**EXCERTO DO TEXTO:**
-----
A Ordem dos Médicos classificou hoje de “profundamente lamentável e miserável” a instrução do diretor executivo do SNS aos hospitais para reduzirem despesa em 2026, alertando que a medida pode prejudicar doentes e agravar listas de espera.
“Aquela que deveria ser a pessoa que defende o Serviço Nacional de Saúde acaba por se prestar a este papel lamentável, de estar disposto a hipotecar a resposta do SNS, a resposta assistencial, por causa de cortes orçamentais e de cortes orçamentais cegos que terão de ser feitos em 2026”, disse à agência Lusa o bastonário da Ordem dos Médicos.
Carlos Cortes reagia desta forma à notícia do Público, segundo a qual a Direcção Executiva do Serviço Nacional de Saúde, liderada por Álvaro Almeida, deu instrução aos hospitais para cortarem na despesa, mesmo que isso implique abrandar o ritmo crescente de cirurgias, consultas e outros cuidados de saúde.
Carlos Cortes disse que a Ordem dos Médicos já recebeu “algumas preocupações” de conselhos de administração devido a esta instrução do Diretor Executivo do SNS, considerando a sua postura “profundamente lamentável e miserável”.
“Se a indicação logo à partida é prejudicar os cuidados de saúde, então estamos logo à partida com um princípio profundamente errado, sobretudo de quem vem, que devia ser o primeiro a defender o acesso dos doentes ao Serviço Nacional de Saúde, e não a pôr como uma das hipóteses o sacrificar esses mesmos doentes”, vincou.
-----
**ENTRADAS:**
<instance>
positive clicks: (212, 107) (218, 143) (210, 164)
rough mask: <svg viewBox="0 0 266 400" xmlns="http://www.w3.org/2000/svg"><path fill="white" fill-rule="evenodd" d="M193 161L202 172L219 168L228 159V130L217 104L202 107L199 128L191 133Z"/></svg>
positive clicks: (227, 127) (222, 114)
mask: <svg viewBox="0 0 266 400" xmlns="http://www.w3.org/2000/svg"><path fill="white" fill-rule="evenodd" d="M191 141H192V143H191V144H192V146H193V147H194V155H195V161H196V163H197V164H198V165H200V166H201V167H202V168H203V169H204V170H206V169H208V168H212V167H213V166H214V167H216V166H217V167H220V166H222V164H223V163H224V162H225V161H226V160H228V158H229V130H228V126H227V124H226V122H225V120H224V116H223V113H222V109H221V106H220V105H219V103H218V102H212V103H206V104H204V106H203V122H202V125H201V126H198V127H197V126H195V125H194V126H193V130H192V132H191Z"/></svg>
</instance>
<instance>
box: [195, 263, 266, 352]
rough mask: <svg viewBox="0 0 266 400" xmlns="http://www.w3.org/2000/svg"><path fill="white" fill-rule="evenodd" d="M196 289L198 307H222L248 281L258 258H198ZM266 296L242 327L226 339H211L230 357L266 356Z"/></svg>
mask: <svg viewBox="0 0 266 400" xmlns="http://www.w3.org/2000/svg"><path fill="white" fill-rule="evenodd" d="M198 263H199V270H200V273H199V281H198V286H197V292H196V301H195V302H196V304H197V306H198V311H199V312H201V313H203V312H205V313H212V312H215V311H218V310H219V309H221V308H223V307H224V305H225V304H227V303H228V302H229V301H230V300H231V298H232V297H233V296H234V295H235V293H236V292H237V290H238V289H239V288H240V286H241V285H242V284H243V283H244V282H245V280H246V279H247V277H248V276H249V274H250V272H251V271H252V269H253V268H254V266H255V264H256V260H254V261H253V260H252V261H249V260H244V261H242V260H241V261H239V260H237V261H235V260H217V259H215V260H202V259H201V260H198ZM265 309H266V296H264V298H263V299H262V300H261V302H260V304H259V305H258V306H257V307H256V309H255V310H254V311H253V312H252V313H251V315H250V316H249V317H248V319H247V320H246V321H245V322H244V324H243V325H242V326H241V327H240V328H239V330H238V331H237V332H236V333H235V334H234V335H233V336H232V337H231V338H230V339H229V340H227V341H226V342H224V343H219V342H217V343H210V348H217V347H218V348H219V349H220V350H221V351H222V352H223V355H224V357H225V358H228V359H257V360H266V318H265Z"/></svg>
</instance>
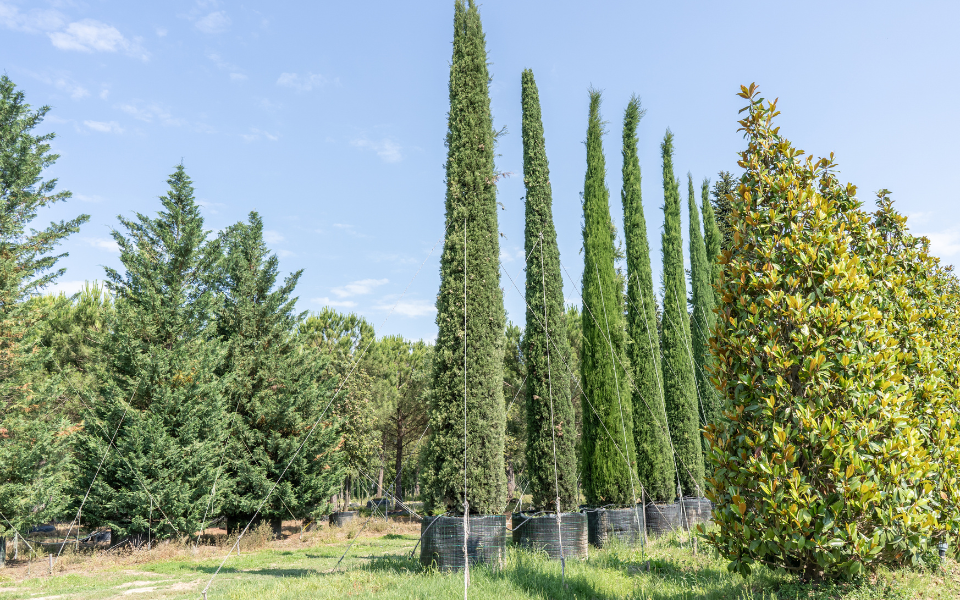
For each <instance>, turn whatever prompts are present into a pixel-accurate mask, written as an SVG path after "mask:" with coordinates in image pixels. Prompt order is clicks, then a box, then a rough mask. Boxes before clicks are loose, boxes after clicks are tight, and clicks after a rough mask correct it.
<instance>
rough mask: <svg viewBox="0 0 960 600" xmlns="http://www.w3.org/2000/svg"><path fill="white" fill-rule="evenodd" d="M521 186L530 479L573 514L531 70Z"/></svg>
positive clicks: (524, 140)
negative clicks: (525, 314) (525, 289)
mask: <svg viewBox="0 0 960 600" xmlns="http://www.w3.org/2000/svg"><path fill="white" fill-rule="evenodd" d="M521 102H522V105H523V123H522V134H523V183H524V185H525V186H526V192H527V197H526V218H525V229H524V251H525V254H526V256H527V286H526V298H527V327H526V331H525V334H524V337H523V347H524V350H525V354H524V358H525V364H526V370H527V385H526V386H525V391H526V394H527V473H529V475H530V483H531V485H530V488H531V493H532V494H533V504H534V506H536V507H538V508H541V509H551V508H554V509H555V499H556V498H558V497H559V498H560V511H562V512H565V511H570V510H575V509H576V507H577V504H578V501H577V500H578V498H577V495H578V494H577V465H576V448H575V444H576V423H575V422H574V418H573V405H572V404H571V403H570V387H569V386H568V385H567V365H568V364H569V362H570V348H569V346H568V342H567V323H566V314H565V311H564V307H563V279H562V277H561V274H560V249H559V248H558V247H557V231H556V229H555V228H554V226H553V195H552V193H551V189H550V168H549V166H548V163H547V149H546V142H545V141H544V138H543V123H542V122H541V120H540V95H539V93H538V92H537V84H536V81H534V79H533V71H531V70H529V69H527V70H525V71H524V72H523V75H522V76H521Z"/></svg>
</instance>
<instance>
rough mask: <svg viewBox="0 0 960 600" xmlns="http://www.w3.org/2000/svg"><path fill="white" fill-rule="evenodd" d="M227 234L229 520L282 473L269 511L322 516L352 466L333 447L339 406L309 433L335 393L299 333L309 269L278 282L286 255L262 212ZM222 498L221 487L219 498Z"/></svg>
mask: <svg viewBox="0 0 960 600" xmlns="http://www.w3.org/2000/svg"><path fill="white" fill-rule="evenodd" d="M221 242H222V244H223V248H224V258H223V263H222V267H221V277H220V280H221V281H220V292H221V294H222V297H223V303H222V305H221V306H220V307H219V308H218V310H217V334H218V336H219V337H220V339H221V340H222V341H223V342H224V344H225V345H226V347H227V355H226V360H225V362H224V364H223V367H222V368H221V370H220V374H221V376H222V377H225V381H226V384H225V387H224V398H225V400H226V406H227V408H228V409H229V410H230V436H229V438H228V440H227V443H226V445H225V446H224V449H223V454H222V456H223V457H224V467H223V473H224V474H223V475H221V477H223V479H224V480H225V481H229V482H231V484H232V485H231V487H229V488H227V489H226V490H225V493H224V494H223V496H224V499H223V503H224V508H223V514H225V515H226V516H227V518H228V521H229V522H240V523H241V524H242V525H245V524H246V522H247V521H249V519H250V518H252V517H253V516H254V513H255V512H256V511H257V509H258V507H259V506H260V503H261V501H262V500H263V499H264V498H265V497H267V494H268V493H270V491H271V488H273V485H274V482H277V481H278V480H279V481H280V483H279V484H278V485H277V487H276V489H275V490H273V493H272V494H271V495H270V496H269V498H268V499H267V502H266V504H264V505H263V507H262V508H261V509H260V511H259V517H261V518H263V519H269V520H271V521H274V522H276V521H280V520H281V519H283V518H288V516H290V515H292V516H293V517H295V518H298V519H301V518H309V517H311V516H316V515H317V514H320V513H322V512H324V511H325V509H326V506H325V501H326V499H327V498H329V497H330V496H331V495H332V494H333V493H335V490H336V488H337V487H338V486H339V485H340V479H341V476H342V474H341V473H340V471H341V469H340V467H341V460H340V456H339V455H338V453H337V452H335V451H334V448H333V446H334V444H335V442H336V441H337V431H336V428H335V427H333V425H332V422H333V421H334V415H332V414H331V413H330V411H329V410H328V413H327V415H326V416H325V417H324V419H323V420H322V422H321V423H319V424H318V427H317V429H316V430H314V431H313V432H312V433H309V432H310V428H311V426H312V425H313V422H314V420H315V419H316V418H317V417H319V416H320V415H321V414H322V413H323V411H324V409H325V408H326V405H327V403H328V401H329V392H328V390H327V389H326V386H325V385H323V384H322V370H323V368H324V364H323V363H322V362H321V361H317V360H315V356H314V353H312V352H310V351H308V350H306V349H305V348H303V347H302V346H301V344H300V343H299V341H298V340H297V338H296V336H295V333H296V326H297V324H298V323H299V322H300V321H301V320H302V319H303V317H304V316H305V315H302V314H300V315H298V314H296V313H294V310H295V305H296V301H297V299H296V298H295V297H293V292H294V288H295V287H296V285H297V282H298V281H299V279H300V275H301V274H302V273H303V271H302V270H301V271H296V272H294V273H292V274H290V275H288V276H287V277H286V279H285V280H284V281H283V283H282V284H281V285H279V286H278V285H277V272H278V266H279V261H278V259H277V257H276V255H270V254H269V250H268V249H267V246H266V244H265V243H264V241H263V221H262V220H261V218H260V215H258V214H257V213H256V212H252V213H250V216H249V221H248V222H247V223H243V222H241V223H237V224H236V225H233V226H232V227H230V228H228V229H227V230H226V231H225V232H224V233H223V234H222V235H221ZM308 435H309V438H308V439H307V441H306V444H305V445H304V447H303V448H302V449H300V451H299V453H297V454H296V457H294V453H295V452H296V451H297V449H298V447H299V445H300V443H301V442H302V441H303V439H304V437H305V436H308ZM291 460H292V461H293V462H291ZM281 474H282V475H283V478H282V480H281V479H280V476H281ZM218 483H219V482H218ZM220 487H223V486H220ZM215 498H216V495H215V493H214V491H211V501H213V500H214V499H215Z"/></svg>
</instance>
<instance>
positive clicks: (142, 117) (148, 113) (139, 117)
mask: <svg viewBox="0 0 960 600" xmlns="http://www.w3.org/2000/svg"><path fill="white" fill-rule="evenodd" d="M118 108H119V109H120V110H122V111H123V112H125V113H127V114H128V115H130V116H131V117H133V118H134V119H137V120H138V121H143V122H144V123H152V122H154V121H157V122H158V123H162V124H164V125H170V126H175V127H179V126H181V125H185V124H186V121H184V120H183V119H180V118H177V117H174V116H173V115H172V114H171V113H170V111H169V110H167V109H166V108H164V107H163V106H161V105H160V104H157V103H156V102H151V103H149V104H146V103H143V102H140V101H136V102H132V103H129V104H121V105H120V106H119V107H118Z"/></svg>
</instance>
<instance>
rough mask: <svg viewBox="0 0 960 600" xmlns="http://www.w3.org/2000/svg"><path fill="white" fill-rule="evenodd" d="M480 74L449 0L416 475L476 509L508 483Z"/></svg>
mask: <svg viewBox="0 0 960 600" xmlns="http://www.w3.org/2000/svg"><path fill="white" fill-rule="evenodd" d="M489 81H490V75H489V73H488V71H487V51H486V44H485V41H484V36H483V28H482V27H481V24H480V13H479V11H478V9H477V6H476V4H475V3H474V1H473V0H467V2H464V1H463V0H457V2H456V4H455V8H454V34H453V60H452V61H451V64H450V112H449V114H448V129H447V140H446V142H447V164H446V171H447V172H446V185H447V193H446V203H445V204H446V239H445V240H444V245H443V255H442V256H441V258H440V291H439V293H438V294H437V326H438V332H437V345H436V355H435V362H434V394H433V396H432V399H431V400H432V402H431V411H430V412H431V414H430V431H431V437H430V443H429V445H428V449H427V457H426V466H427V468H426V469H425V479H426V481H425V482H424V483H425V500H426V504H427V506H428V507H430V508H431V509H434V510H436V509H445V510H457V511H460V512H462V511H463V505H464V487H465V486H466V487H467V489H466V495H467V496H466V500H467V501H469V503H470V510H471V512H477V513H480V514H498V513H500V512H502V511H503V509H504V507H505V505H506V487H507V484H506V473H505V470H504V462H503V446H504V436H505V433H504V429H505V421H504V402H503V341H504V335H503V331H504V327H505V325H506V313H505V311H504V309H503V291H502V290H501V289H500V268H499V255H500V242H499V230H498V228H497V188H496V180H497V175H496V172H495V171H494V164H493V158H494V156H493V146H494V142H495V134H494V130H493V119H492V117H491V116H490V94H489V90H488V83H489ZM464 228H466V229H464ZM465 378H466V381H464V379H465ZM464 385H466V388H464ZM464 404H466V424H465V423H464ZM465 430H466V431H465ZM465 433H466V440H464V434H465ZM465 452H466V456H464V453H465ZM464 462H466V469H467V471H466V473H464Z"/></svg>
-----
**O ENUNCIADO:** Transcreva integralmente, sem qualquer alteração, o excerto sobre a reação da Ordem dos Médicos à instrução de redução de despesa dada aos hospitais.

**RESPOSTA A SEGUIR:**
A Ordem dos Médicos classificou hoje de “profundamente lamentável e miserável” a instrução do diretor executivo do SNS aos hospitais para reduzirem despesa em 2026, alertando que a medida pode prejudicar doentes e agravar listas de espera.
“Aquela que deveria ser a pessoa que defende o Serviço Nacional de Saúde acaba por se prestar a este papel lamentável, de estar disposto a hipotecar a resposta do SNS, a resposta assistencial, por causa de cortes orçamentais e de cortes orçamentais cegos que terão de ser feitos em 2026”, disse à agência Lusa o bastonário da Ordem dos Médicos.
Carlos Cortes reagia desta forma à notícia do Público, segundo a qual a Direcção Executiva do Serviço Nacional de Saúde, liderada por Álvaro Almeida, deu instrução aos hospitais para cortarem na despesa, mesmo que isso implique abrandar o ritmo crescente de cirurgias, consultas e outros cuidados de saúde.
Carlos Cortes disse que a Ordem dos Médicos já recebeu “algumas preocupações” de conselhos de administração devido a esta instrução do Diretor Executivo do SNS, considerando a sua postura “profundamente lamentável e miserável”.
“Se a indicação logo à partida é prejudicar os cuidados de saúde, então estamos logo à partida com um princípio profundamente errado, sobretudo de quem vem, que devia ser o primeiro a defender o acesso dos doentes ao Serviço Nacional de Saúde, e não a pôr como uma das hipóteses o sacrificar esses mesmos doentes”, vincou.